[Point-per-instance localization data]

---------------

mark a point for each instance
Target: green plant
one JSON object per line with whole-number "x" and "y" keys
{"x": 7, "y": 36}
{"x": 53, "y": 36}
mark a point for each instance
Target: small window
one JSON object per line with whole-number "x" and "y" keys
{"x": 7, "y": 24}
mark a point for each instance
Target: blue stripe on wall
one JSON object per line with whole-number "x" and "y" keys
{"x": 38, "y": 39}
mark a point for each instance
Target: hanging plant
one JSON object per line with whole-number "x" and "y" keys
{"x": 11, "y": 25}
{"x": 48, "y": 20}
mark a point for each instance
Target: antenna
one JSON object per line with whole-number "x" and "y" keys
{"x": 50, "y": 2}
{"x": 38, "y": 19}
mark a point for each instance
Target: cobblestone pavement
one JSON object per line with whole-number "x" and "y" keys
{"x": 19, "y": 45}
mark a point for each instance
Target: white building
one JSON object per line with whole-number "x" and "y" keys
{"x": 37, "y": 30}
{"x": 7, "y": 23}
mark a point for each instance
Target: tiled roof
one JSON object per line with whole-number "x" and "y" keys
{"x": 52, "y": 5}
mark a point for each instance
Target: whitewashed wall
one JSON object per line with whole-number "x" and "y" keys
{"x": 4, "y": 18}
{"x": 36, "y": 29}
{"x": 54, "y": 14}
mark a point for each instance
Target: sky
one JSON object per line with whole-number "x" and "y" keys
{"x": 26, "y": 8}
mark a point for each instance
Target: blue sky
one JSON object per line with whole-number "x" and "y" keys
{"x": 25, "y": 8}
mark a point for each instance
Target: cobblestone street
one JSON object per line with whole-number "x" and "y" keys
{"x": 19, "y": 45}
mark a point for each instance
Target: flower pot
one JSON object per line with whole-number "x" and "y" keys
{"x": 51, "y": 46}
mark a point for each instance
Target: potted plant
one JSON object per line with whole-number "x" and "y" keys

---------------

Check each line of the entries above, and show every one holding the word "wall".

Target: blue stripe on wall
Target: whitewashed wall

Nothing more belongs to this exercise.